Written exercise =
Update the listing below by changing every "benchmark card" to "evaluation sheet" and leaving all other text as it is.

Working data =
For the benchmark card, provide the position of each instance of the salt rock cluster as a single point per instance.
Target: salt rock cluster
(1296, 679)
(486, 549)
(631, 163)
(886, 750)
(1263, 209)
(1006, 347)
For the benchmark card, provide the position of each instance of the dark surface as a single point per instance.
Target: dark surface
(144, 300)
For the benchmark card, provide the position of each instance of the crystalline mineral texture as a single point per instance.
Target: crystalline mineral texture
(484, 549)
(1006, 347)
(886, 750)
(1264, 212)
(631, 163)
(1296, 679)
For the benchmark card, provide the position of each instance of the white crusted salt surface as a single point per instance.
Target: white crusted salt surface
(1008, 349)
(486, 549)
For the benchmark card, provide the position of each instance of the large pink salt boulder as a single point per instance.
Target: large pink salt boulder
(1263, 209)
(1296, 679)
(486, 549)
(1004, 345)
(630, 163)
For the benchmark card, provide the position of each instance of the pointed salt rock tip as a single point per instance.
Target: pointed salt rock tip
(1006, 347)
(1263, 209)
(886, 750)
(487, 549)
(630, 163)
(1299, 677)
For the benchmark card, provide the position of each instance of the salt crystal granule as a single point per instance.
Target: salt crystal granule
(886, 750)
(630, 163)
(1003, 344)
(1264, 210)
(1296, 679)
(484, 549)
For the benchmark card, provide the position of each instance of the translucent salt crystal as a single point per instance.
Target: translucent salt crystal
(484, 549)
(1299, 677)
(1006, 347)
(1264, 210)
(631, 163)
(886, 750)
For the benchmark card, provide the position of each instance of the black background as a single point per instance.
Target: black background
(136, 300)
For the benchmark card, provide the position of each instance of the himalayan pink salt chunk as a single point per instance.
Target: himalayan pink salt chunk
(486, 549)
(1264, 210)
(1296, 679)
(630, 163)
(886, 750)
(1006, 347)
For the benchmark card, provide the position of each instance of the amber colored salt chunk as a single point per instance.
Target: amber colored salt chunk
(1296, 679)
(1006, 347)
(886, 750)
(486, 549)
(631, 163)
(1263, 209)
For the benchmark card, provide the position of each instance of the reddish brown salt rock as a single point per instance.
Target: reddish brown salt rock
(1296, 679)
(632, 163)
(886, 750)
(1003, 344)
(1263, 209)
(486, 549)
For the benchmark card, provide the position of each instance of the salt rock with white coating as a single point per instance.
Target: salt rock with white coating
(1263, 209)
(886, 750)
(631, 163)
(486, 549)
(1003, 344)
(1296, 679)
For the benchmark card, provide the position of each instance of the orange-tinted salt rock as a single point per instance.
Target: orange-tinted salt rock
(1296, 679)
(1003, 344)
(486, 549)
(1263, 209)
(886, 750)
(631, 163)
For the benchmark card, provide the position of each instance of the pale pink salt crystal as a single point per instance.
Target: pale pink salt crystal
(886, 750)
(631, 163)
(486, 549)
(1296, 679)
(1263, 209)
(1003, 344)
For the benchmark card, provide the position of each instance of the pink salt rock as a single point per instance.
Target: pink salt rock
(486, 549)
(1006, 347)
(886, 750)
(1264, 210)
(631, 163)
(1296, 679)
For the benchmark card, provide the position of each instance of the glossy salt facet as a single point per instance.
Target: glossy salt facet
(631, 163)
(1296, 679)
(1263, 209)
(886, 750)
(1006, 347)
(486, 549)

Full output =
For the evaluation sheet, provide the position of each instance of the salt rock cluster as a single point per instance.
Target: salt rock cluster
(1296, 679)
(486, 549)
(631, 163)
(886, 750)
(1263, 209)
(1006, 347)
For the evaluation sheet, provide the position of each instance of the dark surface as a single point per instance.
Target: dark surface
(144, 300)
For the evaluation sheet, provide the position of each instance of the crystalline mineral texture as a single point per instance.
Target: crystalline mineral texture
(484, 549)
(1006, 347)
(886, 750)
(1264, 212)
(631, 163)
(1296, 679)
For the evaluation sheet, provide the position of each instance of the white crusted salt surface as a single point per instance.
Target: white crusted salt surface
(1008, 349)
(486, 549)
For the evaluation sheet, provide the position of each instance of the large pink salt boulder as a single point per instance.
Target: large pink salt boulder
(1263, 209)
(1296, 679)
(486, 549)
(1004, 345)
(630, 163)
For the evaluation sheet, provide the position of each instance of the pointed salt rock tip as a single point per instance.
Target: pointed salt rock tip
(1006, 347)
(1263, 209)
(886, 750)
(487, 549)
(630, 163)
(1299, 677)
For the evaluation sheet, provide the position of each instance of the salt crystal granule as a single point per instance.
Target: salt crystal granule
(886, 750)
(630, 163)
(1003, 344)
(1264, 210)
(1296, 679)
(484, 549)
For the evaluation sheet, provide the position of each instance of the translucent salt crystal as a single point per instance.
Target: translucent salt crystal
(484, 549)
(1299, 677)
(1006, 347)
(1264, 210)
(631, 163)
(886, 750)
For the evaluation sheet, provide the position of each instance of the black background as a single point per instance.
Target: black background
(136, 300)
For the evaluation sheet, provide the position of each instance of the himalayan pink salt chunk as a single point per instance.
Target: himalayan pink salt chunk
(486, 549)
(1264, 210)
(1296, 679)
(630, 163)
(886, 750)
(1006, 347)
For the evaluation sheet, provide the position of each instance of the amber colored salt chunk as a single point per instance.
Target: amber colored salt chunk
(1296, 679)
(1006, 347)
(886, 750)
(486, 549)
(631, 163)
(1263, 209)
For the evaluation sheet, provide the position of each instance of the reddish brown salt rock as a single point per instance.
Target: reddish brown salt rock
(1296, 679)
(632, 163)
(886, 750)
(1003, 344)
(1263, 209)
(486, 549)
For the evaluation sheet, provide the position of each instance of the salt rock with white coating as a single point per instance.
Target: salt rock with white coating
(1263, 209)
(886, 750)
(631, 163)
(486, 549)
(1003, 344)
(1296, 679)
For the evaluation sheet, provide the position of each instance of the orange-tinted salt rock as a single point per instance.
Target: orange-tinted salt rock
(1296, 679)
(1003, 344)
(486, 549)
(1263, 209)
(886, 750)
(631, 163)
For the evaluation sheet, provide the position of each instance of the pale pink salt crystal as a single point per instance.
Target: pale pink salt crystal
(886, 750)
(631, 163)
(486, 549)
(1296, 679)
(1263, 209)
(1003, 344)
For the evaluation sheet, provide the position of each instance of the pink salt rock as a single point per instance.
Target: pink salt rock
(486, 549)
(1006, 347)
(886, 750)
(1264, 210)
(631, 163)
(1296, 679)
For the evaluation sheet, provide the position of each instance of the glossy salt facet as a single point per instance.
Target: glossy salt facet
(631, 163)
(1296, 679)
(1263, 209)
(886, 750)
(1006, 347)
(486, 549)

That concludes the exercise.